### What is asked
Transfer every line of the data below from the line with "of the wrist" through the end of the data, adding 44 to each coordinate in the answers and leaving all other lines unchanged.

Records in a dataset
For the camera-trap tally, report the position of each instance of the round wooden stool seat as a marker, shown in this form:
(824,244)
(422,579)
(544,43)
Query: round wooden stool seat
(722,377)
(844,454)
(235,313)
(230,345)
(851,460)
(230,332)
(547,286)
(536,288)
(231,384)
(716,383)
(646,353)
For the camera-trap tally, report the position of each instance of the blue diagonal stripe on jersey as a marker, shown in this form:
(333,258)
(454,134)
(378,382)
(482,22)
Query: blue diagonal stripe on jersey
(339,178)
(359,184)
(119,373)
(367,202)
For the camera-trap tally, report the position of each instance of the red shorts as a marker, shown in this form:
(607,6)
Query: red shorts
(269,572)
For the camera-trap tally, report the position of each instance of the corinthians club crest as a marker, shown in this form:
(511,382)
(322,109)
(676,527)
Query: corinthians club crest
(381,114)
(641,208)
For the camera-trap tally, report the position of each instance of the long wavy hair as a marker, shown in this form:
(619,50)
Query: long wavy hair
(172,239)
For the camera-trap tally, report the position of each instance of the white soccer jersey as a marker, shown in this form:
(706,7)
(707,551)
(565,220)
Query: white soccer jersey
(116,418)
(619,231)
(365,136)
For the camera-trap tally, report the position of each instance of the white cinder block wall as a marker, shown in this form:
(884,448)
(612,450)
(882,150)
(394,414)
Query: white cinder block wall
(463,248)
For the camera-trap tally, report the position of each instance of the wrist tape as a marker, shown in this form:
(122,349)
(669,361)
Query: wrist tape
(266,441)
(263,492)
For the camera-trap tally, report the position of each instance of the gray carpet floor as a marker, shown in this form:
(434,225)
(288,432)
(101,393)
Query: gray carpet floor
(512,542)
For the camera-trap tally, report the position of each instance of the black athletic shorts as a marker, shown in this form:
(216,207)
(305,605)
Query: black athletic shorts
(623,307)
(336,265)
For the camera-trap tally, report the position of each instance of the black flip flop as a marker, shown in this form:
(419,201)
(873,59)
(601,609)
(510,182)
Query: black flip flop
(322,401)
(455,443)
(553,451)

### Output for this task
For the camera-trap tally, report the position of each instance of the wrist tape as a marker, shown in this form:
(122,349)
(669,361)
Query: wrist tape
(310,485)
(307,536)
For the camera-trap tally, report the position of each instance of the gray carpet floor as a marker, shown in this form:
(434,225)
(288,432)
(101,393)
Query: gray carpet floor
(556,586)
For the camera-trap tally, report the position of each instance of the black athletic shorts as a marker, shown in this form:
(216,207)
(305,605)
Query: black athletic shorts
(667,351)
(380,309)
For the camera-trap tally, report the position of each instance of the black flip flop as a marker, shown in this form:
(419,201)
(873,59)
(601,609)
(510,182)
Query: black flip flop
(366,445)
(499,487)
(597,495)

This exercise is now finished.